(Data extracted from a collection)
######
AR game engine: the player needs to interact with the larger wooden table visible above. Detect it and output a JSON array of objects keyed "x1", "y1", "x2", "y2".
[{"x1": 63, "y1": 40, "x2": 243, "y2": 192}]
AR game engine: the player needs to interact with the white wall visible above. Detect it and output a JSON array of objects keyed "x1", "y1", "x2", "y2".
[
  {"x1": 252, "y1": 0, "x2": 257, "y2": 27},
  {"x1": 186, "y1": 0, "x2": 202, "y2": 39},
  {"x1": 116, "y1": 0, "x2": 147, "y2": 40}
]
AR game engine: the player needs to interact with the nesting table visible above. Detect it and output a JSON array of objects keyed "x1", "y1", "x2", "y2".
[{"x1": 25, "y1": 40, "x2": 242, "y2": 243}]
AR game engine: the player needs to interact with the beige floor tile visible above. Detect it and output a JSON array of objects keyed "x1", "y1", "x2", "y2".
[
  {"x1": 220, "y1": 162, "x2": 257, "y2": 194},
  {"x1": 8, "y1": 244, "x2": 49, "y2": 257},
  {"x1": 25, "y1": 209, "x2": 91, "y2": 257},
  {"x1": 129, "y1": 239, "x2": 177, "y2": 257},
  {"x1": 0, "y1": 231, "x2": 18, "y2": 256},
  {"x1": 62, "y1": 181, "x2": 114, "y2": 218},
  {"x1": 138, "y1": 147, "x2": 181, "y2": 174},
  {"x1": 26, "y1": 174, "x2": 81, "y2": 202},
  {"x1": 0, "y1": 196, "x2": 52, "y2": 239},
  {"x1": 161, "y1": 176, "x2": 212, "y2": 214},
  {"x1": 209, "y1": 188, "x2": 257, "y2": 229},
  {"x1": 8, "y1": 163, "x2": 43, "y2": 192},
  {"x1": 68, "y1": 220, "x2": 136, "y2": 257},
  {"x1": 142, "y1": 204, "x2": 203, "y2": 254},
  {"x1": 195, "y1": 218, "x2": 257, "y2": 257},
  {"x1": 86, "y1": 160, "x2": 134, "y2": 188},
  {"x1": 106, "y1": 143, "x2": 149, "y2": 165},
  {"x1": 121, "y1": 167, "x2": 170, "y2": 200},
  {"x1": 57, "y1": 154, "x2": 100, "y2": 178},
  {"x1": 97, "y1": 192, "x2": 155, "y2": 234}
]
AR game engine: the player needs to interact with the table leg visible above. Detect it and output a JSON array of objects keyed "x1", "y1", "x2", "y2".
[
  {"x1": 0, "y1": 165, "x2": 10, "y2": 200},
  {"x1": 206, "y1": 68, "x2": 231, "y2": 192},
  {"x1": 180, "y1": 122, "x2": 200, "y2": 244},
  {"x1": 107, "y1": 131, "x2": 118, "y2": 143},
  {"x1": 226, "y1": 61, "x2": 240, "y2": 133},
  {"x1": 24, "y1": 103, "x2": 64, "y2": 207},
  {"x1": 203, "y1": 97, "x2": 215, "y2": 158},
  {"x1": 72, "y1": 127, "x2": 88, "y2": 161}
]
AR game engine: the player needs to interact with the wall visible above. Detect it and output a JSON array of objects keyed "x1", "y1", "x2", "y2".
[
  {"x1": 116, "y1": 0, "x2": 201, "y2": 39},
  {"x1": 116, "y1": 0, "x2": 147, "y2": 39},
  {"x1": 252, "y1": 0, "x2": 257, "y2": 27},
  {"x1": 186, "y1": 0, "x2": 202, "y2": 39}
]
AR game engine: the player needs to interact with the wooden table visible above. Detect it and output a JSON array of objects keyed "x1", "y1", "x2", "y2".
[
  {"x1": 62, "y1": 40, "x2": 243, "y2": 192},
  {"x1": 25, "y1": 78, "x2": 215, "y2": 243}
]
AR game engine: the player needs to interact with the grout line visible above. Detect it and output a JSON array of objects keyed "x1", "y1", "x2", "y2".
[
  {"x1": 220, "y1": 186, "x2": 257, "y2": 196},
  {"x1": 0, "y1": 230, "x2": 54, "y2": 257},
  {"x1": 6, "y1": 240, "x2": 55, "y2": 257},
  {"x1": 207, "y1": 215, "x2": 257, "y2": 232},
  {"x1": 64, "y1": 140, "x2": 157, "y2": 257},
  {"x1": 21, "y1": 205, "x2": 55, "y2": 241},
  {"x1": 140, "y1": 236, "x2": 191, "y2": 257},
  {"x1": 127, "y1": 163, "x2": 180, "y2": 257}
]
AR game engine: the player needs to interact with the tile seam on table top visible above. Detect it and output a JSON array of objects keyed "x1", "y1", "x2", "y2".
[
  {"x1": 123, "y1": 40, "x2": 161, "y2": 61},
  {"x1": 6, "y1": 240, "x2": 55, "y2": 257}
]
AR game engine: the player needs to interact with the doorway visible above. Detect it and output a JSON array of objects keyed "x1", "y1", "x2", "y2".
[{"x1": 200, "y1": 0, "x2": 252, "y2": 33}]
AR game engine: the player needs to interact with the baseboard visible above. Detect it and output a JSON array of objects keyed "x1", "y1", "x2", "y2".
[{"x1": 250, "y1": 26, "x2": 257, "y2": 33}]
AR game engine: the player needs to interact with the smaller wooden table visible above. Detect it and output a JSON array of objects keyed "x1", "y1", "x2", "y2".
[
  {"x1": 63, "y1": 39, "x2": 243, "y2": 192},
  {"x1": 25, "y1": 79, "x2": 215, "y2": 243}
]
######
INSTRUCTIONS FOR THE TASK: In the listing, change "player" to "user" in the stretch from the line containing "AR game engine: the player needs to interact with the wooden" through the end of the listing. Reproduce only those lines, leaving everything else unchanged.

EXPECTED ANSWER:
AR game engine: the user needs to interact with the wooden table visible above. Detect it and output a JSON array of objects keyed "x1", "y1", "x2", "y2".
[
  {"x1": 62, "y1": 40, "x2": 243, "y2": 192},
  {"x1": 25, "y1": 78, "x2": 215, "y2": 243}
]
AR game engine: the user needs to interact with the grout line visible above. Detect it and output a JSON array of objects keyed "x1", "y1", "x2", "y2".
[
  {"x1": 220, "y1": 186, "x2": 257, "y2": 196},
  {"x1": 0, "y1": 230, "x2": 54, "y2": 257},
  {"x1": 6, "y1": 240, "x2": 55, "y2": 257},
  {"x1": 207, "y1": 215, "x2": 257, "y2": 232},
  {"x1": 64, "y1": 140, "x2": 157, "y2": 257},
  {"x1": 21, "y1": 205, "x2": 55, "y2": 241},
  {"x1": 140, "y1": 236, "x2": 191, "y2": 257},
  {"x1": 127, "y1": 163, "x2": 180, "y2": 257}
]
AR game engine: the user needs to interact with the tile seam on table top visible above. Detect it and output a JSON array of objects keyed "x1", "y1", "x2", "y2".
[
  {"x1": 123, "y1": 40, "x2": 161, "y2": 61},
  {"x1": 6, "y1": 240, "x2": 55, "y2": 257}
]
AR game engine: the user needs to interact with the doorway visible above. Detect it and output a JSON array of objects keyed "x1", "y1", "x2", "y2".
[{"x1": 200, "y1": 0, "x2": 252, "y2": 33}]
AR game engine: the user needs to interact with the baseboard visible above. Detect it and output a JSON array of objects keyed "x1", "y1", "x2", "y2".
[{"x1": 250, "y1": 26, "x2": 257, "y2": 33}]
AR game engine: the user needs to interact with the smaller wooden table visible above. Detect it and output a JSON array of objects keyed "x1", "y1", "x2", "y2".
[
  {"x1": 63, "y1": 39, "x2": 243, "y2": 192},
  {"x1": 25, "y1": 79, "x2": 215, "y2": 243}
]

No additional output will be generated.